* _Source extract_:
┌──
Considered together, these remarks emphasize the absence of inninence as a trigger, consistent with the Bush doctrine.

Third, the Administration never grounded the Iraq war solely on WMDs. Indeed, there were multiple and overlapping reasons for invading, said Deputy Secretary of Defense Paul Wolfowitz:

[T]here have always been three fundamental concerns. One is weapons of mass destruction, the second is support for terrorism, the third is the criminal treatment of the Iraqi people. Actually I guess you could say there's a fourth overriding one which is the connection between the first two. . . .

The third one by itself, as I think I said earlier, is a reason to help the Iraqis but it's not a reason to put American kids' lives at risk, certainly not on the scale we did it. That second issue about links to terrorism is the one about which there's the most disagreement within the bureaucracy, even though I think everyone agrees that we killed 100 or so of an al Qaeda group in northern Iraq in this recent go-around, that we've arrested that al Qaeda guy in Baghdad who was connected to this guy Zarqawi whom Powell spoke about in his UN presentation.

Bush himself cited reasons apart from weapons, many times:
  • Addressing the UN, in September 2002: "[O]ur greatest fear is that terrorists will find a shortcut to their mad ambitions when an outlaw regime supplies them with the technologies to kill on a massive scale."


  • At a press conference, just prior to the invasion in March 2003: "He is a danger to his neighbors. He's a sponsor of terrorism. He's an obstacle to progress in the Middle East. For decades he has been the cruel, cruel oppressor of the Iraq people."
└──
* _Dataset_:
┌──
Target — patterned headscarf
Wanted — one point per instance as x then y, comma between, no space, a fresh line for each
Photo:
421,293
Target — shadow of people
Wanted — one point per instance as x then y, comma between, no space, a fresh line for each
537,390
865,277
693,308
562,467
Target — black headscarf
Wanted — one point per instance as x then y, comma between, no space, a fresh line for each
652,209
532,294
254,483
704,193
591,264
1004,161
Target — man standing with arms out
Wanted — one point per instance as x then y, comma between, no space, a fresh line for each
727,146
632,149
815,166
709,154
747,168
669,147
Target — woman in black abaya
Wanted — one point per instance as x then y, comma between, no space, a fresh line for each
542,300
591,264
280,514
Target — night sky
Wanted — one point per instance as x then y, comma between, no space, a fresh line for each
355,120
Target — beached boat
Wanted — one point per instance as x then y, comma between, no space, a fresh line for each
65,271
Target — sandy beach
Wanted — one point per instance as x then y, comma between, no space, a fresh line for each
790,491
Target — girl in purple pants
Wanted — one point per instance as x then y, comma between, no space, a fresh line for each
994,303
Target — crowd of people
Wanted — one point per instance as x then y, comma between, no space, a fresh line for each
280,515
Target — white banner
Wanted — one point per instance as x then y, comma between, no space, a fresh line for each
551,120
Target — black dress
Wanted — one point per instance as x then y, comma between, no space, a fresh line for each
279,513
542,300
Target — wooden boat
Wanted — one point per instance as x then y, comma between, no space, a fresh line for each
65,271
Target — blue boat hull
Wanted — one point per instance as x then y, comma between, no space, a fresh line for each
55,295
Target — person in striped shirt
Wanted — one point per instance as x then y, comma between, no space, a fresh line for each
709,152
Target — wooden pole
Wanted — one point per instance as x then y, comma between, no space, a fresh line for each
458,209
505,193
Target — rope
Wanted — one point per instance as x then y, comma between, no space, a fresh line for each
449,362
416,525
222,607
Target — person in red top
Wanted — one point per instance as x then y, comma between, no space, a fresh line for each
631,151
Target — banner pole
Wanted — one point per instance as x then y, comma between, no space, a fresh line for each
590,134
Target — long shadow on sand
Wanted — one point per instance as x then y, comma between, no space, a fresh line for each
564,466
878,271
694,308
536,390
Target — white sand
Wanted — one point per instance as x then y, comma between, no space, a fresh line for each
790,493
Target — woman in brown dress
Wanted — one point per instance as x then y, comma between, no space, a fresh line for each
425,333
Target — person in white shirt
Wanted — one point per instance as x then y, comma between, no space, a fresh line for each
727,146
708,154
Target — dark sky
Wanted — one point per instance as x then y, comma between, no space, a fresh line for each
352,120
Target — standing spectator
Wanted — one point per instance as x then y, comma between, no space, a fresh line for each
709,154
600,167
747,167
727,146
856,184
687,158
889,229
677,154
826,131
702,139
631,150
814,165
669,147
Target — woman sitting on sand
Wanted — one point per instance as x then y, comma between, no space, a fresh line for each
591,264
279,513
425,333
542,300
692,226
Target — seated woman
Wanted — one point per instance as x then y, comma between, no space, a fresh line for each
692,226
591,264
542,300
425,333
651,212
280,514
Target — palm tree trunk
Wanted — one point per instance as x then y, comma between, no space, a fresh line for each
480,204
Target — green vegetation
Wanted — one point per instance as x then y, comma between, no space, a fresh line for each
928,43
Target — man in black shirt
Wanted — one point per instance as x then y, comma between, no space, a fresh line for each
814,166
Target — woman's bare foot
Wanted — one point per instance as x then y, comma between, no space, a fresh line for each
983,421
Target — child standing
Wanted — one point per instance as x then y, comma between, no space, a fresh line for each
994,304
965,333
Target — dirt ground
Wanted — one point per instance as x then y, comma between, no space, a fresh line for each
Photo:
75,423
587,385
└──
* _The request_:
Answer these questions from the text on the reasons for the Iraq war:
1. What three fundamental concerns does Paul Wolfowitz name?
2. Which of those concerns does he say causes the most disagreement within the bureaucracy?
3. In what setting did Bush make the September 2002 remark about terrorists finding "a shortcut to their mad ambitions"?

* _Task output_:
1. Weapons of mass destruction, support for terrorism, and the criminal treatment of the Iraqi people.
2. Links to terrorism.
3. He was addressing the UN.